DIRECTIONS
**1)** In the forum thread, which tool does one reply recommend for going over a network?
**2)** Write out the forum thread again, starting at "I’ve had success" and ending at "20TB with it.", with "software" swapped for "tool".

SELECTED TEXT
━━━━━━━━━━━━━━━━━━━━━━━━━━━━━━

Massive data backup question: What Linux software do you folks recommend for helping sort out and organize terabytes of files and remove duplicates?

over_clox@lemmy.world · edit-2 5 months ago

Massive data backup question: What Linux software do you folks recommend for helping sort out and organize terabytes of files and remove duplicates?

doeknius_gloek@discuss.tchncs.de · 5 months ago

I’ve had great success with restic. It will handle your 4TB just fine, here’s some stats of mine:

Total File Count: 78374
Total Size: 13.324 TiB

and another one, not as large but with lots of files

Total File Count: 1295210
Total Size: 2.717 TiB

Restic will automatically deduplicate your data so your duplicates won’t waste storage at your backup location.

I’ve recently learned about backrest which can serve as a restic UI if you’re not comfortable with the cli, but I haven’t used it myself.

To clean your duplicates at the source I would look into Czkawka as another lemming already suggested.

Ekpu@lemmy.world · 5 months ago

I use backrest selfhostet on my server running yunohost. It is pretty much set and forget. I love it.

Squizzy@lemmy.world · 5 months ago

Hey, does this have a gui? I am new to linux and cant quite handle doing work like thisnwithout a gui.

Churbleyimyam@lemm.ee · edit-2 5 months ago

I’ve had success using Czkawka (hiccup) for deduplicating

huskypenguin@sh.itjust.works · 5 months ago

Yea this software rules. I’ve analyzed 20TB with it.

Alas Poor Erinaceus@lemmy.ml · 5 months ago

For duplicates: Czkawka. Also, you get a gold ⭐ if you can figure out how to pronounce it 😉

Treasure@feddit.org · 5 months ago

Take a look into borg backup.

Dessalines@lemmy.ml · 5 months ago

Nightly rsync job in crontab works well enough, if its an external hard drive.

If you’re going over a network, syncthing.

Nine@lemmy.world · 5 months ago

I’ve abused syncthing in some many ways migrating servers and giant data sets. It’s freaking amazing. Though it’s been a few years since I’ve used it. Can only guess how much better it’s gotten.

over_clox@lemmy.world · 5 months ago

‘An’ drive? I mean like 10+ drives, looking to do a master backup.

Dessalines@lemmy.ml · 5 months ago

Rsync then.

over_clox@lemmy.world · 5 months ago

Please do explain then.

I have multiple drives with various differing directory trees.

Dessalines@lemmy.ml · 5 months ago

I have no idea what your setup is so you’ll need to do your own research on rsync.

━━━━━━━━━━━━━━━━━━━━━━━━━━━━━━

EXCERPTED RECORDS
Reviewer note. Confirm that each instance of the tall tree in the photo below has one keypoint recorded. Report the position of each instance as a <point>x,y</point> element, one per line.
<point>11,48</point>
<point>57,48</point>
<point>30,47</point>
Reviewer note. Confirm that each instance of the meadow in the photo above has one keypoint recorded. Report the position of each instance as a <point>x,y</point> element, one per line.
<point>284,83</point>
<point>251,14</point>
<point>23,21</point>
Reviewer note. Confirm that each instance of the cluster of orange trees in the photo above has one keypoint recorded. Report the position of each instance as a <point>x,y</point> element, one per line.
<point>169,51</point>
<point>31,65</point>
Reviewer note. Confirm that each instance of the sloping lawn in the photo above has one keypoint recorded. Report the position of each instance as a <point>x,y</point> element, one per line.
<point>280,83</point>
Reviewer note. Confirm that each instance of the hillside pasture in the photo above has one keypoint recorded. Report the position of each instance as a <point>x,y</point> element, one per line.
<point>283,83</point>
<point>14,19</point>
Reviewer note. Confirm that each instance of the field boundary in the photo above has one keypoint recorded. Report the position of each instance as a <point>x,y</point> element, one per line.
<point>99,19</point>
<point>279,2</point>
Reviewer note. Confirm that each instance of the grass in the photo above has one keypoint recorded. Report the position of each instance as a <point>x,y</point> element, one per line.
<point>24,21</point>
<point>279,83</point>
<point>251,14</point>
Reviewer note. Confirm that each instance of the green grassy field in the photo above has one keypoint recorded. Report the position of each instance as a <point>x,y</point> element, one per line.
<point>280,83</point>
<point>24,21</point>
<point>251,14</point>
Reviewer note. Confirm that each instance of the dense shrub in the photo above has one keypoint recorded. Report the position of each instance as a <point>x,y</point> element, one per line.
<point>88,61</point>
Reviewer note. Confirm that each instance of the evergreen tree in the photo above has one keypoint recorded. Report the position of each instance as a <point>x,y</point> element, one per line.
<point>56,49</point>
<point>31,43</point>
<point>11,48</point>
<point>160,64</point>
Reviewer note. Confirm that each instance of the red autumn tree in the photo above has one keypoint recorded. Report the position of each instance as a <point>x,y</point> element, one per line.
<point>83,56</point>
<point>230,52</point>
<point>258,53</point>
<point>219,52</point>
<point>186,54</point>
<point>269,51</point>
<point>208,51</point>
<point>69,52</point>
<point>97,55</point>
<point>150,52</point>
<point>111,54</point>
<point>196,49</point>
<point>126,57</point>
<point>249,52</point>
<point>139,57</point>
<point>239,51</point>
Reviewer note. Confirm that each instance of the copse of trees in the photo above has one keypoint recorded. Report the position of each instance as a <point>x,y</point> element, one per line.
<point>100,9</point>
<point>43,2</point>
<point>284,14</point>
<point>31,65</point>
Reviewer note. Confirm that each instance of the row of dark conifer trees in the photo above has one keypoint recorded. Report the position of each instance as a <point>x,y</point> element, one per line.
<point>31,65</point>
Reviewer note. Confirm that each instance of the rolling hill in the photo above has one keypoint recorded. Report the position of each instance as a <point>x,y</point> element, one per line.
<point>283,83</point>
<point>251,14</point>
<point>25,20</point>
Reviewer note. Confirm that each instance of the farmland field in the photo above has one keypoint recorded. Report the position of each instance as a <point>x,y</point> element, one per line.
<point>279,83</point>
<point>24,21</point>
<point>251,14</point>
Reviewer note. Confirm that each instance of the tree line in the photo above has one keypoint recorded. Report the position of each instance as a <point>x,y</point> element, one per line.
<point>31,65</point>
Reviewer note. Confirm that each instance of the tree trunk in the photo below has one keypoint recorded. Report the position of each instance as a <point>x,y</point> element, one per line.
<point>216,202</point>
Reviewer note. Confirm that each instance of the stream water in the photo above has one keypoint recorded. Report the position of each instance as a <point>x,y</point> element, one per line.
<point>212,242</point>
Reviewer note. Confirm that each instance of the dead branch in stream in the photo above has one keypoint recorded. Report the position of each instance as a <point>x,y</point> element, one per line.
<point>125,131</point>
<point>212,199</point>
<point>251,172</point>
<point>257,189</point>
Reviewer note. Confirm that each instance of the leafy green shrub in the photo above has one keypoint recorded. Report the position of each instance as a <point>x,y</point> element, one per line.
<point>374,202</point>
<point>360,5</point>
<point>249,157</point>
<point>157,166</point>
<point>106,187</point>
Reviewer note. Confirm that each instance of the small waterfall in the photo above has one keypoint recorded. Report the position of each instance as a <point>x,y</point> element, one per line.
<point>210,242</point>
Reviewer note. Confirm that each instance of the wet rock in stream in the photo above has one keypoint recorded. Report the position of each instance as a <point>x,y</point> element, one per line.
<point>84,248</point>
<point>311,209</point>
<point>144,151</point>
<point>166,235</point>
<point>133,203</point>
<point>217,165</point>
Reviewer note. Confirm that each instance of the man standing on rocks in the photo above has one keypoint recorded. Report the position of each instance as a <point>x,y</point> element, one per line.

━━━━━━━━━━━━━━━━━━━━━━━━━━━━━━

COMPLETED EXERCISE
**1)** Syncthing.

**2)**
I’ve had success using Czkawka (hiccup) for deduplicating

huskypenguin@sh.itjust.works · 5 months ago

Yea this tool rules. I’ve analyzed 20TB with it.